PROBLEM: Extract exactly the range of lines bounded by the line containing "Please trace the outline of every instance of the light" and the final line of the listing, both ends included, and no other lines.

---------- MATERIAL FOR THE TASK

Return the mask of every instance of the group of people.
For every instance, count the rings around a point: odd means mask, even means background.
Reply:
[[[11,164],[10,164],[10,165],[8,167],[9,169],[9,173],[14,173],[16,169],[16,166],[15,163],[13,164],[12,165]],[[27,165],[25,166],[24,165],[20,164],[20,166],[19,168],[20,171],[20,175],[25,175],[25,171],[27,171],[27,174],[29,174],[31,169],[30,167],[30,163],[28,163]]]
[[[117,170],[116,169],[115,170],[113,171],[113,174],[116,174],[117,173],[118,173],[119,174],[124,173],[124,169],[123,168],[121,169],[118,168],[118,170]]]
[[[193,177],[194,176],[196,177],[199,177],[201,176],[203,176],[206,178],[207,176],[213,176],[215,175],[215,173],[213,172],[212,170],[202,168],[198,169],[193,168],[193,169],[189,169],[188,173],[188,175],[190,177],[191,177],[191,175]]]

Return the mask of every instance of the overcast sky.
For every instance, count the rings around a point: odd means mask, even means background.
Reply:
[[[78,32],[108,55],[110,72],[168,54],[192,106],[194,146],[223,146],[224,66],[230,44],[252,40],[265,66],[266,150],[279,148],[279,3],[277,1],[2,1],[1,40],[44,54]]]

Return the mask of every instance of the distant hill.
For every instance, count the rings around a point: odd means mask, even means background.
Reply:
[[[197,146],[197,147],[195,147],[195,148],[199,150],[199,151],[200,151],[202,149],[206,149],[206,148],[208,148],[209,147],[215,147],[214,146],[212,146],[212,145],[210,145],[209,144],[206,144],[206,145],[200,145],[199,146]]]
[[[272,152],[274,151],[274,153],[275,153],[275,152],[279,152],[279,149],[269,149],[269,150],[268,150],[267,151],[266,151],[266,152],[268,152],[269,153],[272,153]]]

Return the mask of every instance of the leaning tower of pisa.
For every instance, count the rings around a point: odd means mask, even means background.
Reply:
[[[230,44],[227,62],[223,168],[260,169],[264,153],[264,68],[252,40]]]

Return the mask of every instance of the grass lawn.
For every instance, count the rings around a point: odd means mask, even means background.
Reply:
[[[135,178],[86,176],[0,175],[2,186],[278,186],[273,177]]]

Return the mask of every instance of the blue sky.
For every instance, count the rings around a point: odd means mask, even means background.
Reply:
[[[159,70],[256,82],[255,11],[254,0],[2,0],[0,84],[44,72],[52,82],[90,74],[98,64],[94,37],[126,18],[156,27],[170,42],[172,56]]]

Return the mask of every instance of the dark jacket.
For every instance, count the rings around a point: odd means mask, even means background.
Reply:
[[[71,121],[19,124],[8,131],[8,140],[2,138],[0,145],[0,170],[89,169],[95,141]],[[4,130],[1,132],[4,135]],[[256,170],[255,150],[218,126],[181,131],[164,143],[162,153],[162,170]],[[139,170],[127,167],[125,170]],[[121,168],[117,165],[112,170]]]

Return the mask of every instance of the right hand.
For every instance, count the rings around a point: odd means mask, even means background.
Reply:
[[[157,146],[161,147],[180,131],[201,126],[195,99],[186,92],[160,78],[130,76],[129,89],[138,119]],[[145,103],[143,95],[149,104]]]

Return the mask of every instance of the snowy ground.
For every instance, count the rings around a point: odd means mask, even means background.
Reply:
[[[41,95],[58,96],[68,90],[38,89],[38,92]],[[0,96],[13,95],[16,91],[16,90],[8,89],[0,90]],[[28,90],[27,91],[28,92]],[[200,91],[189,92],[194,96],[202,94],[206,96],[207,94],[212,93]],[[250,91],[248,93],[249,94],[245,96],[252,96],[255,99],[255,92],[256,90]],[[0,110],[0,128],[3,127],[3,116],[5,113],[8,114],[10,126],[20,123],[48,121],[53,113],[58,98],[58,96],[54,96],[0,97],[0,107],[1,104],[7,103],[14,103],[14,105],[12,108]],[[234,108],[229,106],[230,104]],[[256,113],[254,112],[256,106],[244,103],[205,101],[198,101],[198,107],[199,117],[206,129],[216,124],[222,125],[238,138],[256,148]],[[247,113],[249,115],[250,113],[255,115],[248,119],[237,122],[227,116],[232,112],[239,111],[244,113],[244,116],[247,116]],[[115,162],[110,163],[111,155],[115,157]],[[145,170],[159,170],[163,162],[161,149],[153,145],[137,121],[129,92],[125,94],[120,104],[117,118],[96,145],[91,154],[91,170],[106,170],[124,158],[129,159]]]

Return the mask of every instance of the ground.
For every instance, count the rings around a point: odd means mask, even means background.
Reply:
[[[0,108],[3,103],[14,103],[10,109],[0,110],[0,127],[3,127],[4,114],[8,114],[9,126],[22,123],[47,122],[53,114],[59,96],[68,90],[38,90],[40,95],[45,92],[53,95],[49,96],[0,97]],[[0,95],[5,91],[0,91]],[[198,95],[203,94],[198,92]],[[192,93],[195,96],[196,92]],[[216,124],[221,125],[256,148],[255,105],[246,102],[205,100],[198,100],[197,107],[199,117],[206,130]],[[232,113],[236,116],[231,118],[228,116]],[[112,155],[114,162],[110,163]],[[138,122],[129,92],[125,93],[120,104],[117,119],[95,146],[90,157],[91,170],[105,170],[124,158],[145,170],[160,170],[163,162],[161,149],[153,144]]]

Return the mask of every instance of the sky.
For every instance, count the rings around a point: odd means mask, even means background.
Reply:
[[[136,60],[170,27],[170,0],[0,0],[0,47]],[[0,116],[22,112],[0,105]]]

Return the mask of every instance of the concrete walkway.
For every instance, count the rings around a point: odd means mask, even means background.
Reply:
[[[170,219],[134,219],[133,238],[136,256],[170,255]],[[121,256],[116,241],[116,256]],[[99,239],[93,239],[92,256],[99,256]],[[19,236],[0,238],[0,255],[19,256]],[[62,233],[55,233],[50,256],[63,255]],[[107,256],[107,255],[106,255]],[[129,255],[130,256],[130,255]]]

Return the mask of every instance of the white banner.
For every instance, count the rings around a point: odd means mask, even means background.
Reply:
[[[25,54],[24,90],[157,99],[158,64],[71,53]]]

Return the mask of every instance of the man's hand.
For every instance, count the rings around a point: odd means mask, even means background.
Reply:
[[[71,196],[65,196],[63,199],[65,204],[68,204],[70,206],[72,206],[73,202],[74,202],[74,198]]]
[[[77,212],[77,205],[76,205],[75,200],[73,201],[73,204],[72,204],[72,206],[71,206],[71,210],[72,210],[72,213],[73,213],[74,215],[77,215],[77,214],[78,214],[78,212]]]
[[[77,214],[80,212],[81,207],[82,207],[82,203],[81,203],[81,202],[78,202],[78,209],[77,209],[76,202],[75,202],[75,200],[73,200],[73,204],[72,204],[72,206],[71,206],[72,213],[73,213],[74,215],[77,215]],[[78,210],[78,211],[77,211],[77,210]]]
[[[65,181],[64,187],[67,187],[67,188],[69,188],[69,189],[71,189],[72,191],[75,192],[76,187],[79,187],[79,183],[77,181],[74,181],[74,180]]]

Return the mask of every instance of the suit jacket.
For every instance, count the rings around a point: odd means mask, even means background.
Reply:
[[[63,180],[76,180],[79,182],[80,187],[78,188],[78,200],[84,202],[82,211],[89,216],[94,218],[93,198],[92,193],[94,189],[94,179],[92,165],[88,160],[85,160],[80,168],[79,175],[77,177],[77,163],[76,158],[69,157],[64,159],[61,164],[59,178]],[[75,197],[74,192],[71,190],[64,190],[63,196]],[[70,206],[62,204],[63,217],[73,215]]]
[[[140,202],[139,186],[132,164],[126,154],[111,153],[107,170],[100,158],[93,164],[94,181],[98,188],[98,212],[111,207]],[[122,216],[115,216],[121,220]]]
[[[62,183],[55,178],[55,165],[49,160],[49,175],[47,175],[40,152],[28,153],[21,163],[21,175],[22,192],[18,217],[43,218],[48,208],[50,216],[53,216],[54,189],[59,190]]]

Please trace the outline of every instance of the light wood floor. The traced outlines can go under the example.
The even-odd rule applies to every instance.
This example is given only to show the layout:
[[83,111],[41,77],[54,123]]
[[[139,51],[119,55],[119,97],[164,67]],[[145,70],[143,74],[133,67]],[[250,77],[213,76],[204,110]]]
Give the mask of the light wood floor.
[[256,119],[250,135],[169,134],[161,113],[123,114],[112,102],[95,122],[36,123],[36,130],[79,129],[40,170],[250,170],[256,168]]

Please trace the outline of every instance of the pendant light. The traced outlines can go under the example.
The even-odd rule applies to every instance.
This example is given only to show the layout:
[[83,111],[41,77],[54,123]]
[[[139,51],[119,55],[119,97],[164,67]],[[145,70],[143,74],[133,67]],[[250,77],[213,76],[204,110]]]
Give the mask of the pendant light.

--------------------

SOLUTION FOR THIS EXERCISE:
Please trace the outline of every instance of the light wood floor. The traced outlines can go under the example.
The even-odd rule applies to every instance.
This example is given only to show the layout:
[[83,111],[41,77],[54,123]]
[[[139,51],[119,55],[119,97],[164,67]],[[145,70],[143,74],[133,67]],[[250,77],[213,76],[204,110]]]
Give the mask of the light wood floor.
[[256,119],[250,135],[169,134],[161,113],[123,114],[112,102],[95,122],[36,123],[36,130],[79,129],[40,170],[250,170],[256,168]]

Please trace the outline of every instance of the pendant light. The traced outlines can go under the example.
The even-odd rule applies to every instance.
This example is given only to show the layout:
[[83,111],[41,77],[54,123]]
[[[139,51],[119,55],[119,97],[164,67]],[[145,70],[143,74],[133,67]],[[250,77],[213,76],[204,110]]]
Give the mask of the pendant light.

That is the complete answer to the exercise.